▶ Your objective:
Beginning with the line containing "Where can the tree" and ending with the last line of the records, set down every line exactly.

▶ Saved entries:
>> start

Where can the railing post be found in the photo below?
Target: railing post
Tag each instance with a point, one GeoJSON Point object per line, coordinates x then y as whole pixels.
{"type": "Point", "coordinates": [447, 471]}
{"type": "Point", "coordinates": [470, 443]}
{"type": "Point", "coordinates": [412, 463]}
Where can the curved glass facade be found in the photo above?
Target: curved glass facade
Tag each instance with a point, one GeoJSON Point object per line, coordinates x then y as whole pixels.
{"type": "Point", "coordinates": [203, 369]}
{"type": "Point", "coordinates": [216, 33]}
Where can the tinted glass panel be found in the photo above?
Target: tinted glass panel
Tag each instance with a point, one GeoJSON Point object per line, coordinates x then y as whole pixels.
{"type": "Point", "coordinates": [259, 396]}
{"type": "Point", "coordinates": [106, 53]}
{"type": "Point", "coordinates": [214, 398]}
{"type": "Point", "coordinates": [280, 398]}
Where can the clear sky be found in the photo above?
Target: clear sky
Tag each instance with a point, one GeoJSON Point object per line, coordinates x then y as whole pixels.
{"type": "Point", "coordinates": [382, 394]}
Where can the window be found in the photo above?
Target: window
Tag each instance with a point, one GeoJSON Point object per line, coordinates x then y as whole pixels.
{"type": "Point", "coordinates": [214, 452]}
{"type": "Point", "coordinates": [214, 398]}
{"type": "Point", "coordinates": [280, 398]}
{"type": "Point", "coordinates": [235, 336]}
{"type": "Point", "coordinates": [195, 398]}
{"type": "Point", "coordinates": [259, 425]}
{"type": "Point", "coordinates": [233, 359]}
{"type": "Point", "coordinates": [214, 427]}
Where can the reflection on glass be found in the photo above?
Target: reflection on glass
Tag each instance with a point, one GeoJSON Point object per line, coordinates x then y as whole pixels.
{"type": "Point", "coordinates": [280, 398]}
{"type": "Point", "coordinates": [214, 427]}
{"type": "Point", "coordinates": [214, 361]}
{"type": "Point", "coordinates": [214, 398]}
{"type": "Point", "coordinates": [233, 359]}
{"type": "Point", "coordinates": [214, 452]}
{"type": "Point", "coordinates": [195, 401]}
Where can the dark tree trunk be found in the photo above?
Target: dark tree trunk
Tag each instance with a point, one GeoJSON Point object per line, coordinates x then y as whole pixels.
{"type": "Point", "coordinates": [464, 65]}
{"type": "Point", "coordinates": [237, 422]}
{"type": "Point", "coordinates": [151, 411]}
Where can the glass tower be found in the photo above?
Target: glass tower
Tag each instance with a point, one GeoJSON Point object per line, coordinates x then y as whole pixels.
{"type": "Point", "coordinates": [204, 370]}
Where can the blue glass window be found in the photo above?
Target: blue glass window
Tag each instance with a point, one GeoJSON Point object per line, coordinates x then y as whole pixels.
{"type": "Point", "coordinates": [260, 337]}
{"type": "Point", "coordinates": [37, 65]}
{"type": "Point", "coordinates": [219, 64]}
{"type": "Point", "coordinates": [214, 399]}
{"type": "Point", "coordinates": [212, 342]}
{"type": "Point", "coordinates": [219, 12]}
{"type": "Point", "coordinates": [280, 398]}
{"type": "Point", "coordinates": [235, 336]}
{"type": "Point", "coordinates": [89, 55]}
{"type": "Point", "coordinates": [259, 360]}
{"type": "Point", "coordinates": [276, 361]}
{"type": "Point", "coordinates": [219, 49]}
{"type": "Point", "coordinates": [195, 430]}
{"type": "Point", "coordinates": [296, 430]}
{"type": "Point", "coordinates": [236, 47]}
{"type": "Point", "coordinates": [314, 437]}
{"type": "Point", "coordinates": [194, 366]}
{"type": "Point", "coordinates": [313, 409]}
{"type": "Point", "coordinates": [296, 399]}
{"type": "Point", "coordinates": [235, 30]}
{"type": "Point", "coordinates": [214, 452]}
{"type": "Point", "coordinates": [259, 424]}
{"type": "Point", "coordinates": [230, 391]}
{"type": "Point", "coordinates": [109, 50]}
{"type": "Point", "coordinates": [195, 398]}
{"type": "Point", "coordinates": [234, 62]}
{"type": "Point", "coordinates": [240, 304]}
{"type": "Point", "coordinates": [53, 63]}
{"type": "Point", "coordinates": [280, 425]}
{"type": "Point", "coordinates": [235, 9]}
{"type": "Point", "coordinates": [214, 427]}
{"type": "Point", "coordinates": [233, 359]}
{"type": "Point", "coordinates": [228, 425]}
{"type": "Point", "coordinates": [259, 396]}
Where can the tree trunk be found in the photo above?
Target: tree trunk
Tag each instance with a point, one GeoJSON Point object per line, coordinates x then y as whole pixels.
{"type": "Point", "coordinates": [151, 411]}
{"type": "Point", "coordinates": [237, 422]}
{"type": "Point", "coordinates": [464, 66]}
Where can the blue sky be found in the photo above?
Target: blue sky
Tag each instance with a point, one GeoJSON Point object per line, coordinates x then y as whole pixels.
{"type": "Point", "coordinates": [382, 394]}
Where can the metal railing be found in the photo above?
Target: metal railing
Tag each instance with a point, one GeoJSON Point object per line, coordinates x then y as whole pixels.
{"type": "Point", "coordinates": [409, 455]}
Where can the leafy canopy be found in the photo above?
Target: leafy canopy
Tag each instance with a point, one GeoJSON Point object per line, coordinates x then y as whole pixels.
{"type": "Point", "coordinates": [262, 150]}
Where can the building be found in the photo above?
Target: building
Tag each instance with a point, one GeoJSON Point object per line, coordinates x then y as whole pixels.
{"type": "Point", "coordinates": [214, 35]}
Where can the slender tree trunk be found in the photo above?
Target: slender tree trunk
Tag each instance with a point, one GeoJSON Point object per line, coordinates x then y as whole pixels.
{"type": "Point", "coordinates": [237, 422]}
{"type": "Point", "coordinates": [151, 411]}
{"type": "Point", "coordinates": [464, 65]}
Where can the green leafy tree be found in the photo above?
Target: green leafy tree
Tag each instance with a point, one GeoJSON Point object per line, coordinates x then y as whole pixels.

>> end

▶ Solved problem:
Where can the tree trunk be found in the photo above?
Target: tree trunk
Tag each instance with a point, one GeoJSON Point object per line, coordinates x then y as whole pixels.
{"type": "Point", "coordinates": [151, 411]}
{"type": "Point", "coordinates": [237, 422]}
{"type": "Point", "coordinates": [464, 66]}
Where can the blue sky be found in the photo above?
Target: blue sky
Tag each instance with a point, one GeoJSON Point object per line, coordinates x then y as whole pixels.
{"type": "Point", "coordinates": [382, 394]}
Where can the metal railing be found in the photo above?
Target: metal railing
Tag each instance with a point, one GeoJSON Point object per line, coordinates x then y as whole pixels.
{"type": "Point", "coordinates": [409, 455]}
Where can the leafy canopy be found in the photo above?
Target: leafy canopy
Tag each instance with a point, one GeoJSON Point object per line, coordinates x then y as whole pixels.
{"type": "Point", "coordinates": [262, 150]}
Where can the building be found in the photo above?
Target: building
Tag each instance with a point, one GeoJSON Point object per line, coordinates x then y as whole pixels.
{"type": "Point", "coordinates": [214, 35]}
Where can the slender tree trunk be found in the photo above?
Target: slender tree trunk
Tag each instance with a point, one GeoJSON Point object per line, coordinates x then y as whole pixels.
{"type": "Point", "coordinates": [237, 422]}
{"type": "Point", "coordinates": [151, 411]}
{"type": "Point", "coordinates": [464, 65]}
Where can the green leafy tree be found in the photo above?
Target: green leafy tree
Tag each instance with a point, one GeoJSON Point object per line, coordinates x then y as whole pixels.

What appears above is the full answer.